> _Texto proporcionado_:
Hasta que leí Solitud, de Caterina Albert, conocía a dos quijotes: Don Quijote de La Mancha y Don Miguel de Unamuno, personaje éste último de “menos papel” que el cervantino, aunque derramado de manera especial en Manuel Bueno, protagonista de San Manuel Bueno, mártir. Y recuerdo la gran sorpresa de hallar un nuevo donquijote en el drama rural (no podía tratarse de comedia, claro): Don Quijote III, ELPASTOR. ¡Nuevamente genial del todo! Y único, como sus “hermanos”.
Encontráronse en aquel instante frente a frente tres quijotes, cuya pervivencia nos alcanza en este tiempo sin tiempo que habitamos:
Tres personajes muertos:
Alonso Quijano,
Don Manuel,
Gaietá.
Tres personajes vivos:
Don Quijote de La Mancha,
Don Quijote II, el párroco mártir,
Don Quijote III, el pastor.
¿Y qué conecta más allá del espacio y el tiempo a nuestros tres donquijotes?, ¿dónde resuena la melodía que sintonizan? La profundidad más cierta del Quijotismo auténtico radica en buscar, en seguir buscando sin desfallecer esa Verdad hasta ahora desconocida que dé sentido a la vida, a la existencia humana. Esto y no otra cosa es ser donquijote. Siempre enormes interrogantes. ¿Dónde está la gran respuesta? Si se consigue la fortuna de encontrarla -como sucedió a dos de nuestros tres quijotes-, se alcanza la plenitud del Quijotismo: vivir esa Verdad al máximo porque se cree en ella, aunque se corra el riesgo (y la dicha) de pasar por la hermosa locura ante los sordos bachilleres, curas y barberos.
Unamuno, el hombre agónico, decía: “El problema de saber si he de morirme o no definitivamente es el punto de partida fundamental de toda filosofía”. Y concentrado en la reflexión de este problema capital, quedó encarcelado en ella, sin poder jamás llegar a una solución. Todavía continúan batallando fe y razón, si bien es cierto que descubrimos nuevos aires que acercan aparentes distancias.
Pero retomando los que ahora nos atañe, la alternativa quijotesca puede interpretarse de alguna manera como una tentativa de vivir la literatura. Don Quijote se empeña en que la totalidad de ese mundo fabuloso tenga que ser parte de su experiencia. “Llenósele la fantasía de todo aquello que leía en los libros”.

> _Tus instrucciones_:
Cita literalmente el fragmento del texto sobre los tres quijotes que va desde "Unamuno, el hombre" hasta "acercan aparentes distancias.", ambos incluidos.

> _Información proporcionada_:
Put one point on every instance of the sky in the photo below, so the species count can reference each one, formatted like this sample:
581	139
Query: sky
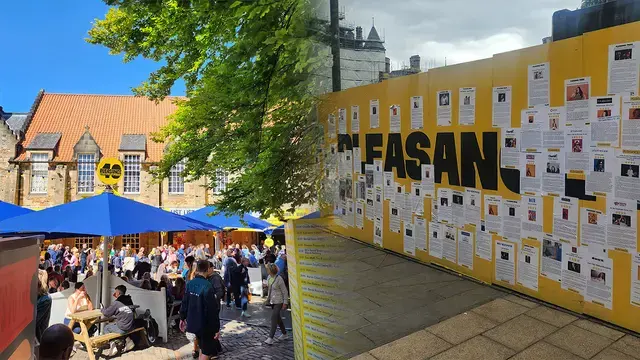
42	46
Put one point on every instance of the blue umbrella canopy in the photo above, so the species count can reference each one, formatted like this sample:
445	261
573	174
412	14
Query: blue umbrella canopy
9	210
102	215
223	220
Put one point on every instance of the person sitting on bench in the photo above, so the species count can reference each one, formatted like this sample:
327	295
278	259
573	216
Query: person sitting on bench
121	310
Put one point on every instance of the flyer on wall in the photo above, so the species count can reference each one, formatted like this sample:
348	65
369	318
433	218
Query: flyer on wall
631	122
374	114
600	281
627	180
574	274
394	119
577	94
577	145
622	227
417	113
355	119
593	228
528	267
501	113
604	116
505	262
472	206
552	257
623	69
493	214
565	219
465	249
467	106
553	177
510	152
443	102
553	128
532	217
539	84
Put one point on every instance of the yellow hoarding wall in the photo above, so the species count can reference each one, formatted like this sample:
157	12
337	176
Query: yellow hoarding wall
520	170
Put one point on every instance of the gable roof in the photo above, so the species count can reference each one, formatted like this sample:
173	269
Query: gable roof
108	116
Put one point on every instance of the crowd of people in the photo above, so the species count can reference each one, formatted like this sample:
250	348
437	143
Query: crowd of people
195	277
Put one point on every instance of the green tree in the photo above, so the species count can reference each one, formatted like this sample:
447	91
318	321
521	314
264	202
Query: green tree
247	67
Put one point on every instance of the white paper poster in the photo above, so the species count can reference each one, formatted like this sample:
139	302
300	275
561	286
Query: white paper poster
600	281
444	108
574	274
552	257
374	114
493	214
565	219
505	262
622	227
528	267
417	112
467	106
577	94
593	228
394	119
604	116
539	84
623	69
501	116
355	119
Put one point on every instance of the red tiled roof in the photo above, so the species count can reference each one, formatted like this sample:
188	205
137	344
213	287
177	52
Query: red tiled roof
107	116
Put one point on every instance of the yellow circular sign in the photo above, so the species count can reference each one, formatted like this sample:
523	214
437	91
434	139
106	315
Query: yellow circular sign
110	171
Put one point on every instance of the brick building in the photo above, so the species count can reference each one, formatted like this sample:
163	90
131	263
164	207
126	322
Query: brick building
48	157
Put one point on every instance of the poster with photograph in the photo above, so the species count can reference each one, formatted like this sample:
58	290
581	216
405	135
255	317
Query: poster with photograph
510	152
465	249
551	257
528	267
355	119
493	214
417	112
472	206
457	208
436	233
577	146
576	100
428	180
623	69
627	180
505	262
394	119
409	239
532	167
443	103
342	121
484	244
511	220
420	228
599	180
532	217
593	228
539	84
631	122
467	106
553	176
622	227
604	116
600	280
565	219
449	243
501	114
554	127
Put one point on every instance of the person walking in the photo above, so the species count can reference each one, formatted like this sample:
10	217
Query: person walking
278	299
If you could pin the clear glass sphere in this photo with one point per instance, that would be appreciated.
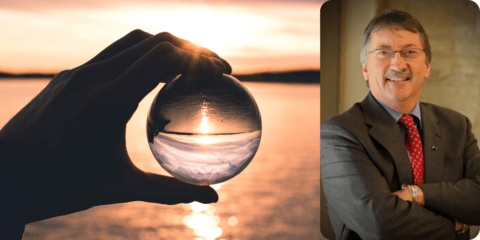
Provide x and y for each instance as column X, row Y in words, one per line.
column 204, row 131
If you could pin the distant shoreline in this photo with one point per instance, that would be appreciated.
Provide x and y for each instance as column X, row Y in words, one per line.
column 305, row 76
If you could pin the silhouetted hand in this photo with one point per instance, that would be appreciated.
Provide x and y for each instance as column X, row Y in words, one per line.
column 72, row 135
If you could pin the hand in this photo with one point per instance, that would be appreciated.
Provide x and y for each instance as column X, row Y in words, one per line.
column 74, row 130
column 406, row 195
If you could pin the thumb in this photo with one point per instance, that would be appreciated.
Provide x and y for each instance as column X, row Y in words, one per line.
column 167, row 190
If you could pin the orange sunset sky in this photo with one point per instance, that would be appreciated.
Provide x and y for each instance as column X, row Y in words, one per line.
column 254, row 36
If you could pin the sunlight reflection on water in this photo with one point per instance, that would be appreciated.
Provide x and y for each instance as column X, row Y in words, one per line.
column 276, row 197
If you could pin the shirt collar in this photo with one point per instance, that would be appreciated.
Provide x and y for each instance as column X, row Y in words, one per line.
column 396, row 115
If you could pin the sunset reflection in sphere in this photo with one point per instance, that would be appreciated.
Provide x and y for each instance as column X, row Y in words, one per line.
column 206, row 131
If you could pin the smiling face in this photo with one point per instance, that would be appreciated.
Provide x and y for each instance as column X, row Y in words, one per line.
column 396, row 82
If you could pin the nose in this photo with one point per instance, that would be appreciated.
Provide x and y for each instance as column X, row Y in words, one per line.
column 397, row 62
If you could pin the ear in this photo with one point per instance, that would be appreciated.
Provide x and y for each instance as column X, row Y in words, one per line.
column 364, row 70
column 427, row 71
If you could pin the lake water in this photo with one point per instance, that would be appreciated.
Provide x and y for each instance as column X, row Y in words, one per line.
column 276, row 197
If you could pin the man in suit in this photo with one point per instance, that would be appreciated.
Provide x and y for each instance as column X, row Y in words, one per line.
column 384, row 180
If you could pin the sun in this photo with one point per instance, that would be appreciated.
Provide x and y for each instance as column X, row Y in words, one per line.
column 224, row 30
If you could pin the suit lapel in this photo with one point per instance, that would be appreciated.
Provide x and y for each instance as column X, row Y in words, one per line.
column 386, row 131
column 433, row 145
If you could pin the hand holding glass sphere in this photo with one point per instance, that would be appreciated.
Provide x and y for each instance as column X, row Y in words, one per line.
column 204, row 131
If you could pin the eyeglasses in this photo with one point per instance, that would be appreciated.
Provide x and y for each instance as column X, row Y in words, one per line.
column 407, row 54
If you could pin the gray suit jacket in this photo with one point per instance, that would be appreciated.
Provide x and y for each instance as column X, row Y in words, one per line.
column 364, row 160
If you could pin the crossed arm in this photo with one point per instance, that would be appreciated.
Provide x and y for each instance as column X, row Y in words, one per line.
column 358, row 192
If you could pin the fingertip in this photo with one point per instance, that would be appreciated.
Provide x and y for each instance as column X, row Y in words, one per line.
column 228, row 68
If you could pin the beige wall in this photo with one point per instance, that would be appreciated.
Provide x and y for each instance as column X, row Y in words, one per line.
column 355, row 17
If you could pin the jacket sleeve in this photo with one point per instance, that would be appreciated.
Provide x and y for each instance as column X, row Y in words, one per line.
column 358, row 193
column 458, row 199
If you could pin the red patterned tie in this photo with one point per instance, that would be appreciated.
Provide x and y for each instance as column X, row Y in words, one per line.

> _Solución de la tarea_:
Unamuno, el hombre agónico, decía: “El problema de saber si he de morirme o no definitivamente es el punto de partida fundamental de toda filosofía”. Y concentrado en la reflexión de este problema capital, quedó encarcelado en ella, sin poder jamás llegar a una solución. Todavía continúan batallando fe y razón, si bien es cierto que descubrimos nuevos aires que acercan aparentes distancias.